EXCERPTED DATA:
⁂

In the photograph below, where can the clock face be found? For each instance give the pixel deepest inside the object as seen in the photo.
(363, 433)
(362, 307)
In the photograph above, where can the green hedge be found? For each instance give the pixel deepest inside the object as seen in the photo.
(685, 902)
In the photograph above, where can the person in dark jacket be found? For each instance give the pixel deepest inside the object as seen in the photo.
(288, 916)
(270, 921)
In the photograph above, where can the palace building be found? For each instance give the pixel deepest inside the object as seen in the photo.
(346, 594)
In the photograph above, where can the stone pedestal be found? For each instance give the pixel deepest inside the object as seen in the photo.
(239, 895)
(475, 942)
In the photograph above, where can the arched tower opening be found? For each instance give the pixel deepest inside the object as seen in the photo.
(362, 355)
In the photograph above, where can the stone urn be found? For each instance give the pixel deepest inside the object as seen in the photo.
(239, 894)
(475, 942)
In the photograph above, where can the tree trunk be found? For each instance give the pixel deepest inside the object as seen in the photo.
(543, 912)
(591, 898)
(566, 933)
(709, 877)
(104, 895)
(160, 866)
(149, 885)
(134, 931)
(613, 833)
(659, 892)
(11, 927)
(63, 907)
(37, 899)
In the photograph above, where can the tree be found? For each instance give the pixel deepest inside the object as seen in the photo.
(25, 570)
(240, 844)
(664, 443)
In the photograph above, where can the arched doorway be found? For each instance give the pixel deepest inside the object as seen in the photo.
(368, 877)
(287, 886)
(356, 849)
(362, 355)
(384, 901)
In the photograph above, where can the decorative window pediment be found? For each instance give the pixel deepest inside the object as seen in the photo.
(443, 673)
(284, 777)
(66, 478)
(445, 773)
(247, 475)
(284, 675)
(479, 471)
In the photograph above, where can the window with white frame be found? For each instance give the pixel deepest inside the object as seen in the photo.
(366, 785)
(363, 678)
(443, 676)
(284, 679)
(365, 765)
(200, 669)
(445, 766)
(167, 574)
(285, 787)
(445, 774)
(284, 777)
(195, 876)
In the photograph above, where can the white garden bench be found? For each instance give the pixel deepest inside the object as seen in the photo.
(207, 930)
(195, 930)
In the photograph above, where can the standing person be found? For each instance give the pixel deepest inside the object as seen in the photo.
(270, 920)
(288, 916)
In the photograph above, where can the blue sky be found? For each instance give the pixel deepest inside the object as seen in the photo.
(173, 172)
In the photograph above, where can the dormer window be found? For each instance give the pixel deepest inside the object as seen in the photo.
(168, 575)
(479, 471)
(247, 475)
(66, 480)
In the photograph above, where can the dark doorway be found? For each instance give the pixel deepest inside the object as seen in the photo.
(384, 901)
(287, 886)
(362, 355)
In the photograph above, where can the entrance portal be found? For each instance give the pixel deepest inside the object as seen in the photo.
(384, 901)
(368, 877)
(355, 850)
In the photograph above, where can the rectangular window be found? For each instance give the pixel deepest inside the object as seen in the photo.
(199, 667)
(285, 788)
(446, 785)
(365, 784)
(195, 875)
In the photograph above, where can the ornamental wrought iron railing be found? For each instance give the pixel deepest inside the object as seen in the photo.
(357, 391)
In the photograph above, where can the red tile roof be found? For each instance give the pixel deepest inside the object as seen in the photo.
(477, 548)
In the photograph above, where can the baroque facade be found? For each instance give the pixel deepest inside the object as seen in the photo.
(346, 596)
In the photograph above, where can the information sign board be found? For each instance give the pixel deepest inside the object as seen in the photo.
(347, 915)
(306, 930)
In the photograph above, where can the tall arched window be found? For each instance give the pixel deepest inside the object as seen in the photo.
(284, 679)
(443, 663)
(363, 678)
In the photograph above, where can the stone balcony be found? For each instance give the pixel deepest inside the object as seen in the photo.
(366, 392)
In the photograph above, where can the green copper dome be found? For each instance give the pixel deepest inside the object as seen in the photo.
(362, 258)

⁂

INSTRUCTIONS FOR THE TASK: Nothing but an exact reproduction of the entries is wanted.

THE COMPLETED TASK:
In the photograph below, where can the clock face be found? For each instance give the pixel deepest inside the object as seen in the photo.
(363, 433)
(362, 307)
In the photograph above, where can the green hedge be found? For each instance give the pixel deepest inside the object as seen in the photo.
(685, 902)
In the photograph above, where can the person in dark jacket be found? For each instance give the pixel deepest inside the object as seen in the photo.
(288, 916)
(270, 921)
In the photograph above, where can the palace building be found? For each instance give the pixel deepest inside the object as seen in the photo.
(346, 594)
In the photograph above, where can the stone pedestal be found? For each instance give the pixel deepest inside the object as seen in the photo.
(239, 895)
(475, 942)
In the photograph above, where can the arched tower opening be found? For each instance give the pixel deepest inside the object as seen in the photo.
(362, 355)
In the photograph above, where can the stone urn be found? For each instance give the pixel deepest inside the object as seen in the photo.
(239, 894)
(475, 942)
In the photograph above, where can the tree trunk be found? For each instance give the pixel deepest inside the object as seen in the photo.
(543, 912)
(591, 898)
(566, 933)
(709, 877)
(104, 895)
(160, 866)
(149, 885)
(134, 931)
(613, 833)
(659, 892)
(11, 927)
(63, 907)
(37, 899)
In the photograph above, where can the tree be found? For each instance give the pixel deepest inside the object as seen in the photo.
(25, 570)
(240, 844)
(664, 443)
In the photograph above, where can the arched doorway be found? For each instance give the pixel deepest inside the object as seen in the photo.
(368, 877)
(287, 886)
(356, 849)
(362, 355)
(384, 901)
In the photograph above, where can the decorative window pediment be found? For each instance give the pixel deepest inside the object as seen in the photo.
(443, 673)
(284, 777)
(66, 478)
(445, 773)
(247, 475)
(284, 675)
(479, 471)
In the photograph above, where can the window with white frame be found? For each instance give the pixel deepest inside the object as seen in the photo.
(366, 785)
(363, 678)
(443, 676)
(284, 679)
(365, 765)
(200, 669)
(445, 766)
(167, 574)
(285, 787)
(445, 774)
(284, 777)
(195, 876)
In the photograph above, where can the white garden bench be found? For each instance give the pixel deepest inside the object as seen in the photo.
(207, 930)
(195, 930)
In the photograph above, where can the standing person be found? For each instance give the pixel deepest inside the object as seen in the photo.
(270, 920)
(288, 916)
In the photograph above, where can the blue sky be found? For each instance give the pixel deepest inside the object as seen in the photo.
(173, 172)
In the photograph above, where can the dormer window be found? For each instance give the pixel deepest inside the object as seen in the photo.
(168, 575)
(479, 471)
(247, 475)
(66, 480)
In the photograph above, where can the dark doorway be found? For each instance give the pixel deepest inside the object as seen in the photo.
(384, 901)
(287, 886)
(362, 355)
In the photograph above, where can the entrance portal be found? For each instance give the pixel deepest inside the object as seen in the photo.
(384, 901)
(368, 877)
(355, 850)
In the photograph above, where can the rectangular window be found? For each instance give the pixel deepest inside the object as seen in the photo.
(199, 667)
(285, 788)
(446, 785)
(365, 784)
(195, 875)
In the photograph above, where can the ornamental wrought iron railing be found? For each instance give the pixel deepest inside the object as seen in the photo.
(357, 391)
In the photograph above, where can the red tile roof be found? For each instance give the pixel deepest inside the object as seen in the photo.
(477, 548)
In the photograph above, where can the baroque facade be found? For each instance give the pixel deepest inside the object as seen in the photo.
(346, 596)
In the photograph above, where can the information sign board be found? For each instance give the pixel deepest inside the object as seen in the photo.
(347, 915)
(306, 930)
In the photograph above, where can the tall arched window be found? For each instance give the pixel deepest inside the object as seen in the photo.
(284, 679)
(443, 663)
(363, 678)
In the photograph above, where can the stone balcony be found? For each instance give the pixel deepest inside the object as seen in the photo.
(366, 392)
In the photograph above, where can the green copper dome be found? For each instance give the pixel deepest inside the object as seen in the photo.
(362, 258)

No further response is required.